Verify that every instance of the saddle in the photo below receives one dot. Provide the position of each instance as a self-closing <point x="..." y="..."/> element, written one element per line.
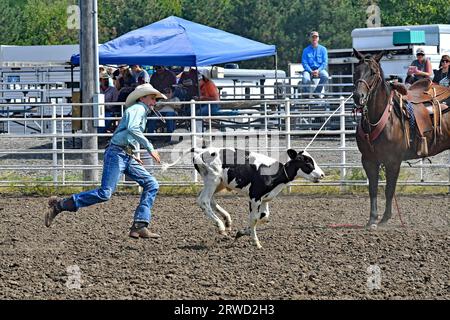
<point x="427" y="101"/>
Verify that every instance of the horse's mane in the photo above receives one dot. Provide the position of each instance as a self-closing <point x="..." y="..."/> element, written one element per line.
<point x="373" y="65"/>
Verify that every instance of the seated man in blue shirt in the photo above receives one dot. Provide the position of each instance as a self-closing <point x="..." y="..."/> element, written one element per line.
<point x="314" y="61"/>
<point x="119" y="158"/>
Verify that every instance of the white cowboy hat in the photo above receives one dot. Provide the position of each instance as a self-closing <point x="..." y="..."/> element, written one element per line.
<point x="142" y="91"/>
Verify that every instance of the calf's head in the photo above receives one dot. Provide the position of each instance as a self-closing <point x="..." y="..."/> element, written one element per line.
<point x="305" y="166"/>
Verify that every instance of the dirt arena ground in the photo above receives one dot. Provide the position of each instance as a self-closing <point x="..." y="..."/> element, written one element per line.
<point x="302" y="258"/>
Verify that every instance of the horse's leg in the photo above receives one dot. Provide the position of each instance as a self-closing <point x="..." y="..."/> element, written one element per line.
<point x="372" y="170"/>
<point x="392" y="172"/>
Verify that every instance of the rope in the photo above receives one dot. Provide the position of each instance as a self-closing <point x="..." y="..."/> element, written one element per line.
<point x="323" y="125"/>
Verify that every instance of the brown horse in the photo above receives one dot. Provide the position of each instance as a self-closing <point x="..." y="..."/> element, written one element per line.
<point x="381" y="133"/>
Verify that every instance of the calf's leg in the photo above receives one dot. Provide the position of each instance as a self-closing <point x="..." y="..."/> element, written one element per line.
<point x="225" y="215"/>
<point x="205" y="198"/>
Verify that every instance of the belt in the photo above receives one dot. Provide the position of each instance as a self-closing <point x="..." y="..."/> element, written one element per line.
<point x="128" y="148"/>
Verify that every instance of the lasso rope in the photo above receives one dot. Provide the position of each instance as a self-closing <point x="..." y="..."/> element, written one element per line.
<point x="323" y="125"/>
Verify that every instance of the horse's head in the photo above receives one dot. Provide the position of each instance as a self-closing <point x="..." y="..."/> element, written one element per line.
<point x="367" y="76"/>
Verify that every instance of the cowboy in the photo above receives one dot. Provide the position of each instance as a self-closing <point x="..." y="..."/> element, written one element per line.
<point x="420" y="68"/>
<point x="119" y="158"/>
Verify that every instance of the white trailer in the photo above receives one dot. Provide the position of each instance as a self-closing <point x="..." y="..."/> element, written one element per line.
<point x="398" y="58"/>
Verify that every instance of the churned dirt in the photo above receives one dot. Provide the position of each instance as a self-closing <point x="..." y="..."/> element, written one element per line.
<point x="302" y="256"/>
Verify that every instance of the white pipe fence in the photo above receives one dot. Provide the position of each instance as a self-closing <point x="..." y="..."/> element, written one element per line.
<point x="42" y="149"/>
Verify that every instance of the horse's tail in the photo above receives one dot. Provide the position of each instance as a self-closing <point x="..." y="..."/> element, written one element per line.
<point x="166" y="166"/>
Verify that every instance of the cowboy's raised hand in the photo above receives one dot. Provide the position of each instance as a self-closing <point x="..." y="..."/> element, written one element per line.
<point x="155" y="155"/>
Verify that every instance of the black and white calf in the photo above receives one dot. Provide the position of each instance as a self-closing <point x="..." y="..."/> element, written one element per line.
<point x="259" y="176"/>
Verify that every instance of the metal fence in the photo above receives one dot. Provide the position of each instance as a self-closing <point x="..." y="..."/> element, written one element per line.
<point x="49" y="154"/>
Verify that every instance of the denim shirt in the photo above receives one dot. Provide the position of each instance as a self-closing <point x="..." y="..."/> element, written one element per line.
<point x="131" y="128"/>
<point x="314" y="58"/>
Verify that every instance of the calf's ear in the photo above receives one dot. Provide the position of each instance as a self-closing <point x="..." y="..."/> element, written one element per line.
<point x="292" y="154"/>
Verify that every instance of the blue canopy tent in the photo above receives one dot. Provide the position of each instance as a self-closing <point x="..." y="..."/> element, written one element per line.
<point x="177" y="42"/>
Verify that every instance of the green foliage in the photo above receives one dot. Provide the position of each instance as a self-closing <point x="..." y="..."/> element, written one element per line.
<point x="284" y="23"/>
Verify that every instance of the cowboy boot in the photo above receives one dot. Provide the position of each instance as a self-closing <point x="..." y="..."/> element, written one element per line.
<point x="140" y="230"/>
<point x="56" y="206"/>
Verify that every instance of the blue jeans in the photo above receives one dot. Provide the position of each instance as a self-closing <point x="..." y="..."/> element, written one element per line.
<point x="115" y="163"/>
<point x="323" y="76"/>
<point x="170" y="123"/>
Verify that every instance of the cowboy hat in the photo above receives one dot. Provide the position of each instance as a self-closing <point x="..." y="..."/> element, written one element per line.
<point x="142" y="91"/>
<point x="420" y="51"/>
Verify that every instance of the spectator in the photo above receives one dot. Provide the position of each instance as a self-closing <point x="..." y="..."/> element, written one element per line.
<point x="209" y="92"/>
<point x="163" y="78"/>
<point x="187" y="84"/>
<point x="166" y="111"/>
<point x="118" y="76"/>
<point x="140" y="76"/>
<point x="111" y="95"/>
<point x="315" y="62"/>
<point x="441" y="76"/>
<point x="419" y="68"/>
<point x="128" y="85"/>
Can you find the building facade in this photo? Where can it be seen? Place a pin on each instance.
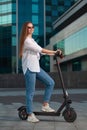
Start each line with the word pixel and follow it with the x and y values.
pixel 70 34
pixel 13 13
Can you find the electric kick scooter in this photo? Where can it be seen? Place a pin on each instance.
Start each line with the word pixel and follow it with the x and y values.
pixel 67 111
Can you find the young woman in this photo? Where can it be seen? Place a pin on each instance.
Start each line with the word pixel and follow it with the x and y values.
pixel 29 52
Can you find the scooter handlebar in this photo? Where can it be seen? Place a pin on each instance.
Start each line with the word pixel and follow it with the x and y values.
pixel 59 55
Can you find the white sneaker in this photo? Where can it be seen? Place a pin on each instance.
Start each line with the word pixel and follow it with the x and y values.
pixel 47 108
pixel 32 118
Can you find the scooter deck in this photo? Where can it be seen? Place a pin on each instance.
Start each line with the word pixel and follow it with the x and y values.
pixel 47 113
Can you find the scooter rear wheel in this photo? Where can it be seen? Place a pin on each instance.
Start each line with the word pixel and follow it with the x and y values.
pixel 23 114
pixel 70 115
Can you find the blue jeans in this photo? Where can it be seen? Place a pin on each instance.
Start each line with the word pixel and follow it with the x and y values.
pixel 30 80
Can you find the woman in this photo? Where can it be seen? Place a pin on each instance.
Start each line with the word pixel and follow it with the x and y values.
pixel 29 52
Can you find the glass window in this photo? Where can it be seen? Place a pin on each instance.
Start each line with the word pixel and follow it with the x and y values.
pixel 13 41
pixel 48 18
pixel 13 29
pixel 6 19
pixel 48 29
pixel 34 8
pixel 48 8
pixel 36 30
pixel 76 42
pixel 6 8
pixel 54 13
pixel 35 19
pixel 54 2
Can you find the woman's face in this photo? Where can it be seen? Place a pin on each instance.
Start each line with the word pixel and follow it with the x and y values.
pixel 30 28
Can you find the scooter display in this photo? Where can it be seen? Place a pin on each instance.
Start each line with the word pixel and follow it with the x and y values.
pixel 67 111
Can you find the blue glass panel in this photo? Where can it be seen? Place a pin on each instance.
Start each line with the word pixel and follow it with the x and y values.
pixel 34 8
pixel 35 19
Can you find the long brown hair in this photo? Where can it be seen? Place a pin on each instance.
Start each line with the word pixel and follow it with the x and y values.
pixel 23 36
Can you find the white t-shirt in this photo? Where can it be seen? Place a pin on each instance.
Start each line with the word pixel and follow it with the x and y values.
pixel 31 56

━━━━━━━━━━

■ **Assignment**
Copy out each line of the data exactly as it reads; skip the pictures.

■ **The answer**
Verify that every instance of the saddle in the photo below receives one dot. Provide the position of each instance as a self-closing <point x="..." y="..."/> element, written one element per line.
<point x="427" y="101"/>
Verify that every instance of the horse's mane in the photo above receives one dot. Provide the position of each instance as a self-closing <point x="..." y="..."/> element, written one element per line.
<point x="373" y="65"/>
Verify that every instance of the seated man in blue shirt in the photo above receives one dot. Provide the position of each instance as a self-closing <point x="..." y="..."/> element, written one element per line.
<point x="314" y="61"/>
<point x="119" y="158"/>
Verify that every instance of the white cowboy hat in the photo above receives one dot. Provide the position of each instance as a self-closing <point x="..." y="..."/> element, written one element per line.
<point x="142" y="91"/>
Verify that every instance of the calf's head in the photo above receives one dot. Provide the position of each instance as a self-closing <point x="..." y="..."/> element, written one element per line.
<point x="305" y="166"/>
Verify that every instance of the dirt arena ground in the photo above receives one dot. Provide the position of each instance as a self-closing <point x="..." y="..."/> element, written one element per line.
<point x="302" y="258"/>
Verify that every instance of the horse's leg in the photo above receives one dot. Provide the position of each instance as a self-closing <point x="..." y="..."/> element, written one element per line.
<point x="372" y="170"/>
<point x="392" y="172"/>
Verify that every instance of the rope in the photo above receives one dot. Provide the position of each instance as a self-closing <point x="..." y="..."/> element, written one element per line.
<point x="323" y="125"/>
Verify that every instance of the brown horse in the photo above receives one dot. Provide the position of each instance as a self-closing <point x="..." y="..."/> element, written one element per line.
<point x="381" y="133"/>
Verify that every instance of the calf's leg in the photo above receives one dot. Provide the position of each instance as a self-closing <point x="..." y="..."/> element, written one element per line.
<point x="225" y="215"/>
<point x="205" y="198"/>
Verify that every instance of the belt in the photo above receives one dot. Provide the position of each instance as a self-closing <point x="..." y="..."/> element, written one element per line.
<point x="128" y="148"/>
Verify that every instance of the lasso rope in the photo above receives one dot. Provide the position of each instance as a self-closing <point x="..." y="..."/> element, written one element per line.
<point x="323" y="125"/>
Verify that every instance of the horse's head in the photo above receives one dot. Provide the position of each instance as a self-closing <point x="..." y="..."/> element, written one element per line.
<point x="367" y="76"/>
Verify that every instance of the cowboy in the photo above receives one dot. Provide the position of each instance as a self-closing <point x="..." y="..."/> element, written one element per line.
<point x="420" y="68"/>
<point x="119" y="158"/>
Verify that every instance of the white trailer in the photo above receives one dot. Provide the position of each instance as a self-closing <point x="..." y="..."/> element, written one element per line.
<point x="398" y="58"/>
Verify that every instance of the churned dirt in the photo above receives one dot. Provide the position of each instance as a self-closing <point x="..." y="..."/> element, written one element per line.
<point x="302" y="256"/>
Verify that every instance of the white pipe fence in the photo above receives one dot. Provide the position of each instance as a self-closing <point x="..." y="..."/> element, written one element per line.
<point x="42" y="149"/>
Verify that every instance of the horse's tail in the photo above receives one dot. Provide the position of each instance as a self-closing <point x="..." y="..."/> element, written one element per line.
<point x="166" y="166"/>
Verify that every instance of the cowboy's raised hand in the photo above receives one dot. Provide the position of each instance as a self-closing <point x="..." y="..."/> element, written one element per line.
<point x="155" y="155"/>
Verify that every instance of the black and white calf in the photo above receives one dot. Provide the position of each instance as a self-closing <point x="..." y="..."/> element, written one element per line.
<point x="259" y="176"/>
Verify that every instance of the metal fence in the photo above receives one dot. Provide the position of each instance as a self-closing <point x="..." y="..."/> element, written one element per line.
<point x="49" y="154"/>
Verify that every instance of the denim shirt in the photo above receives one dot. Provide the position of each instance as a self-closing <point x="..." y="..."/> element, written one element per line.
<point x="131" y="128"/>
<point x="314" y="58"/>
Verify that every instance of the calf's ear in the photo above receives one dot. Provide the position of each instance as a self-closing <point x="..." y="..."/> element, written one element per line.
<point x="292" y="154"/>
Verify that every instance of the blue canopy tent in the photo above receives one dot. Provide the position of each instance as a self-closing <point x="..." y="..."/> element, written one element per line.
<point x="177" y="42"/>
Verify that every instance of the green foliage in the photo above receives one dot. Provide the position of each instance as a self-closing <point x="..." y="..."/> element, written one element per line.
<point x="284" y="23"/>
Verify that every instance of the cowboy boot in the photo above receives one dot. Provide the position of each instance as a self-closing <point x="..." y="..."/> element, written one element per line.
<point x="140" y="230"/>
<point x="56" y="206"/>
Verify that every instance of the blue jeans in the photo above receives one dot. Provide the position of each instance as a self-closing <point x="..." y="..."/> element, written one element per line.
<point x="115" y="163"/>
<point x="323" y="76"/>
<point x="170" y="123"/>
Verify that every instance of the cowboy hat in the photo above receives one dot. Provide the position of each instance as a self-closing <point x="..." y="..."/> element, written one element per line.
<point x="142" y="91"/>
<point x="420" y="51"/>
Verify that every instance of the spectator in the photo above receives one dot. Provide the position of each instance as a self-closing <point x="..." y="..."/> element, written one element per line.
<point x="209" y="92"/>
<point x="163" y="78"/>
<point x="187" y="84"/>
<point x="166" y="111"/>
<point x="118" y="76"/>
<point x="140" y="76"/>
<point x="111" y="95"/>
<point x="315" y="62"/>
<point x="441" y="76"/>
<point x="419" y="68"/>
<point x="128" y="85"/>
Can you find the building facade in this photo? Where can it be seen? Place a pin on each instance.
Start each line with the word pixel and follow it with the x and y values.
pixel 70 34
pixel 13 13
Can you find the electric kick scooter in this photo? Where can it be seen? Place a pin on each instance.
Start each line with the word pixel and follow it with the x and y values.
pixel 67 111
Can you find the young woman in this photo? Where can it be seen? Place a pin on each instance.
Start each line with the word pixel and follow it with the x and y values.
pixel 29 52
Can you find the scooter handlebar in this photo? Where can it be seen? Place a pin on each instance.
Start each line with the word pixel and follow it with the x and y values.
pixel 59 55
Can you find the white sneaker in this photo? Where can it be seen? Place a pin on each instance.
Start each line with the word pixel and follow it with the x and y values.
pixel 47 108
pixel 32 118
Can you find the scooter deck in this photo? Where can it be seen? Place a pin on each instance.
Start each line with the word pixel and follow it with the x and y values.
pixel 47 113
Can you find the scooter rear wheel in this photo? Where can it be seen? Place a pin on each instance.
Start each line with the word pixel and follow it with the x and y values.
pixel 23 114
pixel 70 115
Can you find the blue jeans in this photo? Where can it be seen? Place a pin on each instance.
Start each line with the word pixel and follow it with the x and y values.
pixel 30 80
Can you find the woman in this photo? Where can it be seen? Place a pin on each instance.
Start each line with the word pixel and follow it with the x and y values.
pixel 29 52
Can you find the glass window in this photo? Where can it be seen? Place a pin on each instance.
Start each line with the word pixel and follow it with the x and y values.
pixel 13 41
pixel 48 18
pixel 13 29
pixel 6 19
pixel 48 29
pixel 34 8
pixel 48 8
pixel 36 30
pixel 76 42
pixel 6 8
pixel 54 13
pixel 35 19
pixel 54 2
Can you find the woman's face in this photo? Where can it be seen? Place a pin on each instance.
Start each line with the word pixel and follow it with the x and y values.
pixel 30 28
Can you find the scooter display in this photo? Where can it be seen? Place a pin on each instance.
Start each line with the word pixel and follow it with the x and y values.
pixel 67 111
Can you find the blue glass panel in this photo? Where can it be seen? Place a pin on each instance.
Start each line with the word pixel and follow it with the x and y values.
pixel 34 8
pixel 35 19
Can you find the long brown hair in this photo? Where can it be seen? Place a pin on each instance.
Start each line with the word pixel and follow it with the x and y values.
pixel 23 36
Can you find the white t-shirt in this photo? Where can it be seen? Place a pin on each instance.
Start each line with the word pixel and follow it with the x and y values.
pixel 31 56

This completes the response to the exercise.